When is Gossip a HIPAA Violation

When Is Gossip a HIPAA Violation?
Carolyn Buppert, NP, JD
Posted: 07/11/2012

A reader asks: Is it against HIPAA regulations for a supervisor to tell other employees about an employee’s medical condition, such as diabetes, substance abuse problems, or cancer, without permission?

Response from Carolyn Buppert, NP, JD
Attorney, Law Office of Carolyn Buppert P.C., Bethesda, Maryland
How Was the Information Obtained?

Whether sharing your private information about your medical history is a violation of HIPAA (the Health Insurance Portability and Accountability Act of 1996) depends on how the supervisor obtained the information. If the supervisor accessed your medical records, then HIPAA would apply. If the supervisor has information about your medical conditions because you gave her that information or because you have discussed your health issues in the workplace, then HIPAA probably does not apply.

What HIPAA Covers

HIPAA requires “covered entities” (a person or organization who furnishes, bills, or is paid for healthcare in the normal course of business) to implement safeguards to ensure that an individual’s health information is used only for purposes related to treatment, payment, or healthcare operations, and that only the minimum amount of necessary information is disclosed. “Safeguards” include organizational policies that prohibit healthcare workers from accessing the records of individuals who are not their patients, prohibit a staff member from disclosing information about a patient to individuals who don’t need to know, and require password protection of the organization’s medical records. When healthcare workers access an individual’s record, they may use or disclose an individual’s health information only for purposes related to treatment, payment, or healthcare operations and may use only the minimum amount of information necessary to perform the work.

HIPAA covers all medical records and other individually identifiable health information used or disclosed by a covered entity (a hospital, facility, practice, or clinician) in any form, whether electronic, paper, or oral. Disclosures can be made only to individuals who need to know the information to treat the patient, obtain payment, or conduct the practice’s operations.

The HIPAA definition of healthcare operations includes[1]:

Conducting quality assessment and improvement activities and population-based activities related to improving health or reducing healthcare costs;
Reviewing the competence or qualification of healthcare professionals; evaluating practitioner, provider, and health plan performance; and conducting training programs and accreditation, certification and licensing, or credentialing activities;
Underwriting, premium rating, and other activities relating to the creation, renewal, or replacement of a contract of health insurance or health benefits;
Conducting or arranging for medical review, legal services, and auditing functions;
Business planning and development; and
Business management and general administrative activities of the entity.
Three Hypothetical Scenarios

In a setting where the nurse is both a patient and an employee, whether a HIPAA issue may be involved depends on the circumstances. Let’s look at 3 hypothetical scenarios.

Scenario 1. Your supervisor knows that you have had some issues with substance abuse because you told your colleague/friend about it and the colleague/friend told someone else, who then told your supervisor. Now, the supervisor has told someone else at work that you had a history of substance abuse and therefore shouldn’t be alone in the medication room. Or, perhaps the supervisor told an administrator about your history and recommended that you not be promoted. In this scenario, there is no HIPAA issue. The supervisor hasn’t obtained the information from your medical record.

Data excerpts =
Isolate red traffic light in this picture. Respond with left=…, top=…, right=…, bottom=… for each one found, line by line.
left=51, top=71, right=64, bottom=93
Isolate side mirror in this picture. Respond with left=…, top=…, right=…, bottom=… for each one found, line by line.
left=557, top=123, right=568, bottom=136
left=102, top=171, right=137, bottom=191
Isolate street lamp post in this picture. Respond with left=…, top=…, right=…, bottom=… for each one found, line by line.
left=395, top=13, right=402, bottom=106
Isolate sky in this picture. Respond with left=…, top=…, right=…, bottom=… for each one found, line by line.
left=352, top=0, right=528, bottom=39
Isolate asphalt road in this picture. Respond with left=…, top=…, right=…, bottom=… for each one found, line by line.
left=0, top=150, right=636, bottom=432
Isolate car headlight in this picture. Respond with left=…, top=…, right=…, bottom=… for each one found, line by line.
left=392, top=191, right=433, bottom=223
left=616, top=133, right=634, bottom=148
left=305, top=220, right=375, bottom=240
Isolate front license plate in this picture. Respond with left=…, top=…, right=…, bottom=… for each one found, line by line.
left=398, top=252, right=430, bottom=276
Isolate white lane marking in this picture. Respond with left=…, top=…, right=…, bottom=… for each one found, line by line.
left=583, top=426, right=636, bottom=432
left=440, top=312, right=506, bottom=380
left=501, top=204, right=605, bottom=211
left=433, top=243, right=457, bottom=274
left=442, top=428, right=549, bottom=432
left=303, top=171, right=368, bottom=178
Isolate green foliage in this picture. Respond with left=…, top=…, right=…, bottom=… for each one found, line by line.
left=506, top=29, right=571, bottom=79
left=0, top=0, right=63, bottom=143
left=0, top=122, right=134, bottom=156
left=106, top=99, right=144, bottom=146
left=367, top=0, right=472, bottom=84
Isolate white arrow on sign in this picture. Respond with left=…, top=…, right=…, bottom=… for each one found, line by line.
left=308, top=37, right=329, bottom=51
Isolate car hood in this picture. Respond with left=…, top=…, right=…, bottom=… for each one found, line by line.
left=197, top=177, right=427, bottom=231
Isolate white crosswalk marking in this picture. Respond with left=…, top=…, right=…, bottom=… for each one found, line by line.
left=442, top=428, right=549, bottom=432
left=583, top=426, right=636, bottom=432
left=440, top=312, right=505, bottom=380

Task prompt = According to the HIPAA gossip article, under what circumstance would HIPAA apply to a supervisor sharing an employee's medical information?

Output for this task = HIPAA would apply if the supervisor obtained the information by accessing the employee's medical records.